━━ DOCUMENT PASSAGE
Aided translation types are a succint way of encoding certain content transformations in OmniMark. However, with this succintness comes a rigidity to the program, and consequently a proportional loss in expressivity: programs written as aided translation types cannot always be extended to handle new requirements, without polluting the existing (working!) program. For this reason, the use of aided translation types is deprecated, although they are supported for compatibility with earlier versions of OmniMark.
This concept will show you how to transform a program written as an aided translation type into one that uses
process
rules and OmniMark's coroutining capabilities. Although the resulting program will typically be
somewhat longer than the original, the gain in expressivity leads to more flexible and maintainable code. As a
simple running example, we will seek to publish a small text file to HTML. The transformations performed will be
straightforward and not representative of a production program. We will begin with the input
Hello, World! Salut, Monde! Hola, Mundo!and ultimately aim for the output
<!DOCTYPE html> <html> <head><title>TITLE</title></head> <body> <ul> <li>Hello, World!</li> <li>Salut, Monde!</li> <li>Hola, Mundo!</li> </ul> </body> </html>To keep things simple, content of the
<title>
element will be hard-coded.
cross-translate
is used for content processing that is based purely on OmniMark's find
rules. In
a cross-translate
program, OmniMark sends #main-input
to the program's find
rules, and sends
the output of the find
rules to #main-output
.
Written as a cross translation, our program is
cross-translate find-start output "<!DOCTYPE html>%n" || "<html>%n" || " <head><title>TITLE</title></head>%n" || " <body>%n" || " <ul>%n" find-end output " </ul>%n" || " </body>%n" || "</html>%n" find line-start any-text+ => t ("%n" | value-end) output " <li>" || t || "</li>%n"
In a cross-translate
program, find-start
and find-end
rules can be used to handle
processing that should occur before and after pattern matching begins and ends, respectively. Here, we have used
these rules to emit the lead-in portion of our target HTML.
This program can be converted to a process
program by defining a function to contain the orchestration
that would ordinarily be handled by OmniMark:
define string source function cross-translation (value string source s) as output "<!DOCTYPE html>%n" ; The body of FIND-START rules go here. || "<html>%n" || " <head><title>TITLE</title></head>%n" || " <body>%n" || " <ul>%n" using group "cross translation" submit s output " </ul>%n" ; The body of FIND-END rules go here. || " </body>%n" || "</html>%n" process output cross-translation (#main-input) group "cross translation" find line-start any-text+ => t ("%n" | value-end) output " <li>" || t || "</li>%n"The function
cross-translation ()
is typical of a filter function: it takes input in
one form via a value string source
argument, and outputs the transformed data on its
#current-output
.
━━━━
━━ DATASET ENTRIES
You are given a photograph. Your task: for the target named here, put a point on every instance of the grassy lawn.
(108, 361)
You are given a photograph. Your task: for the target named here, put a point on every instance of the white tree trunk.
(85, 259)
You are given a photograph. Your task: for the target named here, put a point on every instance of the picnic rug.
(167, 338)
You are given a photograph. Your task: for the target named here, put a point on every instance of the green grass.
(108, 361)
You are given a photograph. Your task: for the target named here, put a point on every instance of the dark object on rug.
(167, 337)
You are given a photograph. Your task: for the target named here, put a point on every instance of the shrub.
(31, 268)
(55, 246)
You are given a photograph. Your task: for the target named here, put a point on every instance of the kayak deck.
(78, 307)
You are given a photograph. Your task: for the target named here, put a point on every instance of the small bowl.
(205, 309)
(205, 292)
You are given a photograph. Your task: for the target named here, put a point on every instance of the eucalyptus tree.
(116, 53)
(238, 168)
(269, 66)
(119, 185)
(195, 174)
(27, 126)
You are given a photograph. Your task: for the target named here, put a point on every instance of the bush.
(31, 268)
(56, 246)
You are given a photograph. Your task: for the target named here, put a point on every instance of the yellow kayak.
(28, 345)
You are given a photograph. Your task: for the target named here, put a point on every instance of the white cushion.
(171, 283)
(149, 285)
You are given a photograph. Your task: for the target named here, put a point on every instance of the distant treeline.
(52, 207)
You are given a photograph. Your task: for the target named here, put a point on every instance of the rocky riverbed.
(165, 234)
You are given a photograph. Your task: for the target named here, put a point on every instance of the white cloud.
━━━━
In the OmniMark aided translation page, which rules in a cross-translate program handle processing that should occur before and after pattern matching begins and ends?

SOLVED EXERCISE:
The find-start and find-end rules.